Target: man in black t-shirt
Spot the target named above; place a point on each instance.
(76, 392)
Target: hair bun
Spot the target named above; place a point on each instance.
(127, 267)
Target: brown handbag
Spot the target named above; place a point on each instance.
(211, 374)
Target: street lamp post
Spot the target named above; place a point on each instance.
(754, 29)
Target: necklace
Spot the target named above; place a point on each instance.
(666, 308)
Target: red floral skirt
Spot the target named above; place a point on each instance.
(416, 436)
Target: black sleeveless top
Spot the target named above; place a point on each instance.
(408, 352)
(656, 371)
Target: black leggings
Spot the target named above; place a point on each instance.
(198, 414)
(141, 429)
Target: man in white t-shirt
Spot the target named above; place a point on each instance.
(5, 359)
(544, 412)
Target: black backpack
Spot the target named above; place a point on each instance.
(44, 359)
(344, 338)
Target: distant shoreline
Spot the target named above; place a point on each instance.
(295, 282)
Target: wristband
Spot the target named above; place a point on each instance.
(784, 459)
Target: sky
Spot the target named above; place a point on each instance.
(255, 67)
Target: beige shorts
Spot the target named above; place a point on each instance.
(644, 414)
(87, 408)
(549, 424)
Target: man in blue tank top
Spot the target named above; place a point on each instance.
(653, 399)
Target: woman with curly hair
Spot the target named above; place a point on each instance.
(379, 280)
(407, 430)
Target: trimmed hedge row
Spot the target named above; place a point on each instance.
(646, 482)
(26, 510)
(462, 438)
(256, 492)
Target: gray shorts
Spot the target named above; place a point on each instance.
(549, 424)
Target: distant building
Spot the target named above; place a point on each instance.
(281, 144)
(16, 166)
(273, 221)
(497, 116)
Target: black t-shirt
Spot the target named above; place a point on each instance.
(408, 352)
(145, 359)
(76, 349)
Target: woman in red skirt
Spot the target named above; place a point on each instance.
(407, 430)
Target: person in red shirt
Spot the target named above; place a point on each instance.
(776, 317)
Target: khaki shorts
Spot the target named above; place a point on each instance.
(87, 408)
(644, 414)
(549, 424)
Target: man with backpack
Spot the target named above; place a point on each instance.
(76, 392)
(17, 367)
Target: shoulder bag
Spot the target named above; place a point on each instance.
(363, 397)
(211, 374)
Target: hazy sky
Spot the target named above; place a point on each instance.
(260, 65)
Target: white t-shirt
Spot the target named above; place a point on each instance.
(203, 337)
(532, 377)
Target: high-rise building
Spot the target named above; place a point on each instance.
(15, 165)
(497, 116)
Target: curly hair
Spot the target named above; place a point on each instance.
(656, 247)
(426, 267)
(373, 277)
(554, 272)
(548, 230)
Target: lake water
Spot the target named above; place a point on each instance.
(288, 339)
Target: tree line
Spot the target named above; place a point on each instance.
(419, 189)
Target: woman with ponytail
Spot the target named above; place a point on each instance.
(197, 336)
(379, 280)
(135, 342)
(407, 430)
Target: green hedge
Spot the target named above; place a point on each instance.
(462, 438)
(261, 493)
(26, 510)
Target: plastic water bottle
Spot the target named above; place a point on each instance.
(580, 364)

****************

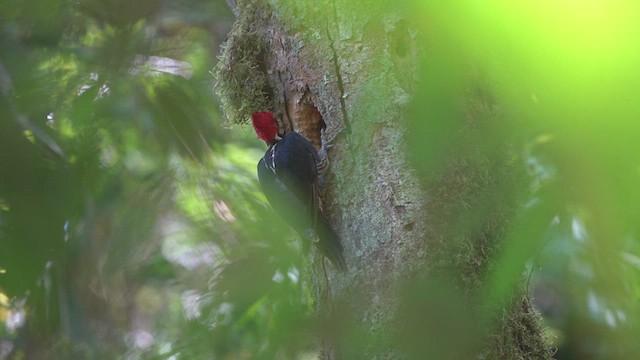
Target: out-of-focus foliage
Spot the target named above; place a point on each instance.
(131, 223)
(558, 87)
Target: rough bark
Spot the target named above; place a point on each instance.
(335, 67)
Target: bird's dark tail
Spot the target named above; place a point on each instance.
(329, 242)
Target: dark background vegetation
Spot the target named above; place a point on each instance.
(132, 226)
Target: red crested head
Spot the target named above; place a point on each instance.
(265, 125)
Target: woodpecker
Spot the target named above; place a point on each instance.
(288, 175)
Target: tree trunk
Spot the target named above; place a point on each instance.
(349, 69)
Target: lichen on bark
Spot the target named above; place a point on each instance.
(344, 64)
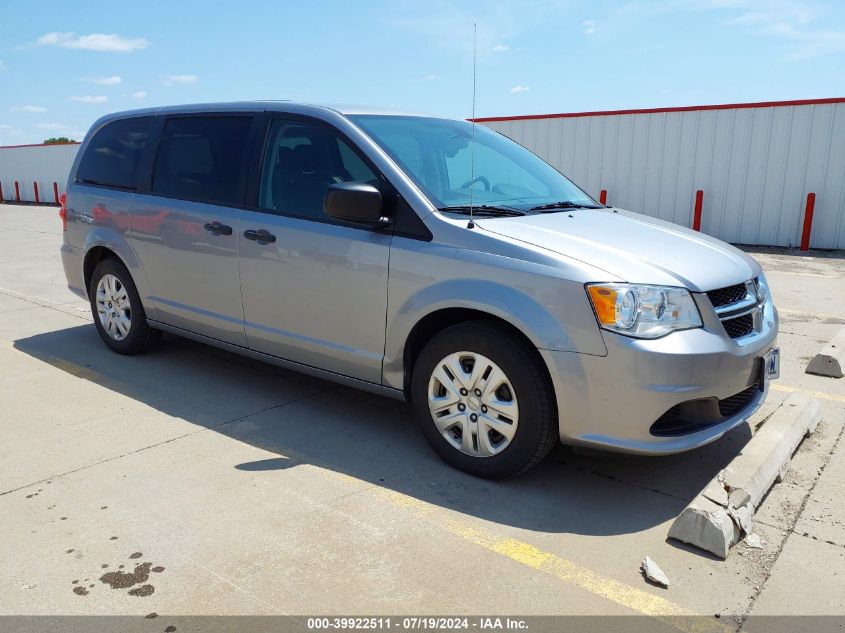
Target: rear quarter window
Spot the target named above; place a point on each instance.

****************

* **ÉNONCÉ**
Combien de lignes de la liste ci-dessus contiennent le mot "water" ? Donnez uniquement ce nombre, en tenant compte de la casse.

* **CORRIGÉ**
2